■ TEXTE SOURCE:
Quelle opinion te fais-tu lecteur à propos de cette affaire ? N’hésite pas à commenter pour me dire ton sentiment !
Pour ma part, j’imagine une histoire un peu différente ou se mêleraient les différentes versions.
La nuit tombait sur le village quand François Montanier s’engagea dans le chemin creux, le pas incertain, l’haleine chargée de vin et de rancœur. Depuis des semaines, les histoires d’impayés envers son frère l’obsédaient, et ce soir, il avait décidé de régler ses comptes. Devant la maison de sa mère où elle vivait avec son beau-père, Jacques Eudé, il se redressa sur sa selle, gonflé d’orgueil et d’amertume.
Il s’arrêta devant la porte et cria :
— Où êtes-vous, ma mère ? Êtes-vous dedans ?
La porte s’ouvrit brusquement et sa mère apparut, inquiète, le châle serré contre elle.
— Où allez-vous comme ça ? lui lança-t-elle.
François redressa la tête, fanfaronnant :
— Il y a prise de corps contre Eudé, votre mari ! Les archers sont à Fringy pour le prendre !
Elle secoua la tête, lasse :
— Laissez-moi en repos.
Ces mots eurent sur lui l’effet d’une étincelle sur un baril de poudre.
— Je vais l’exterminer, votre mari ! Le prévôt est à Fringy avec des archers pour venir le chercher ! Il faut qu’il périsse et qu’il sorte du pays ! hurla-t-il, hors de lui.
À cet instant, Jacques Eudé apparut derrière lui, alerté par le tumulte. François pivota et dans un geste irrationnel, il tira de sa ceinture un pistolet usé. Il leva l’arme, peut-être pour faire peur, peut-être pour prouver qu’il n’était plus un enfant que l’on rabrouait. Il pressa la détente. Un clic sec retentit. Rien. Le destin venait de lui offrir quelques secondes de sursis. Il tira brusquement son épée et la brandit vers lui.

■ OBJECTIF DE LA TÂCHE: Restituez intégralement le récit ci-dessus consacré à François Montanier, sans en modifier un seul mot.

■ MATÉRIAU:

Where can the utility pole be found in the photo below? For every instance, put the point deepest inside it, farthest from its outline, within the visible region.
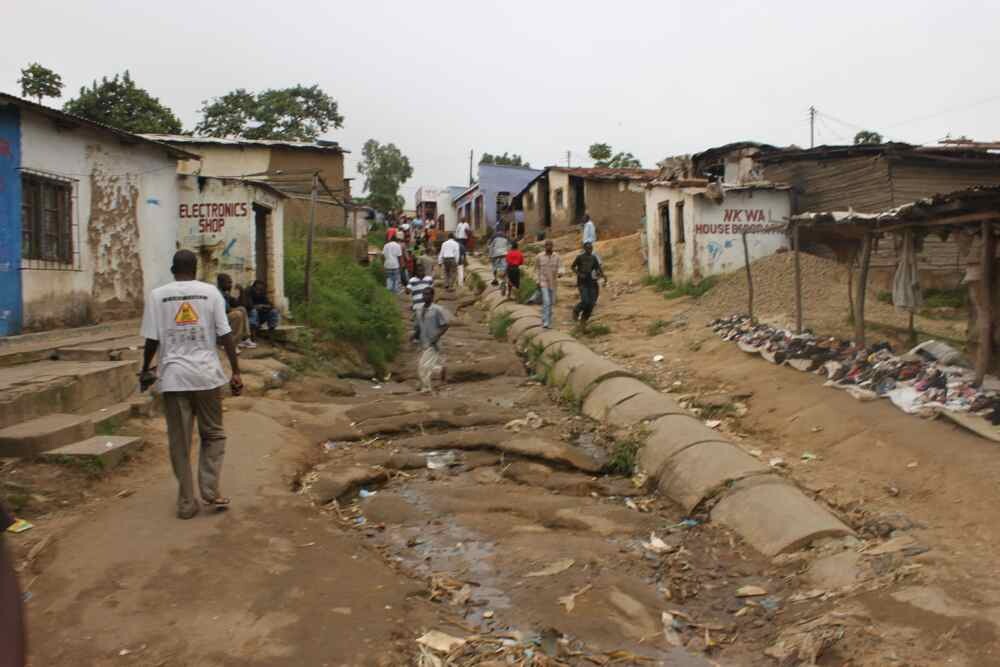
(311, 234)
(812, 127)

■ RÉPONSE:
Quelle opinion te fais-tu lecteur à propos de cette affaire ? N’hésite pas à commenter pour me dire ton sentiment !
Pour ma part, j’imagine une histoire un peu différente ou se mêleraient les différentes versions.
La nuit tombait sur le village quand François Montanier s’engagea dans le chemin creux, le pas incertain, l’haleine chargée de vin et de rancœur. Depuis des semaines, les histoires d’impayés envers son frère l’obsédaient, et ce soir, il avait décidé de régler ses comptes. Devant la maison de sa mère où elle vivait avec son beau-père, Jacques Eudé, il se redressa sur sa selle, gonflé d’orgueil et d’amertume.
Il s’arrêta devant la porte et cria :
— Où êtes-vous, ma mère ? Êtes-vous dedans ?
La porte s’ouvrit brusquement et sa mère apparut, inquiète, le châle serré contre elle.
— Où allez-vous comme ça ? lui lança-t-elle.
François redressa la tête, fanfaronnant :
— Il y a prise de corps contre Eudé, votre mari ! Les archers sont à Fringy pour le prendre !
Elle secoua la tête, lasse :
— Laissez-moi en repos.
Ces mots eurent sur lui l’effet d’une étincelle sur un baril de poudre.
— Je vais l’exterminer, votre mari ! Le prévôt est à Fringy avec des archers pour venir le chercher ! Il faut qu’il périsse et qu’il sorte du pays ! hurla-t-il, hors de lui.
À cet instant, Jacques Eudé apparut derrière lui, alerté par le tumulte. François pivota et dans un geste irrationnel, il tira de sa ceinture un pistolet usé. Il leva l’arme, peut-être pour faire peur, peut-être pour prouver qu’il n’était plus un enfant que l’on rabrouait. Il pressa la détente. Un clic sec retentit. Rien. Le destin venait de lui offrir quelques secondes de sursis. Il tira brusquement son épée et la brandit vers lui.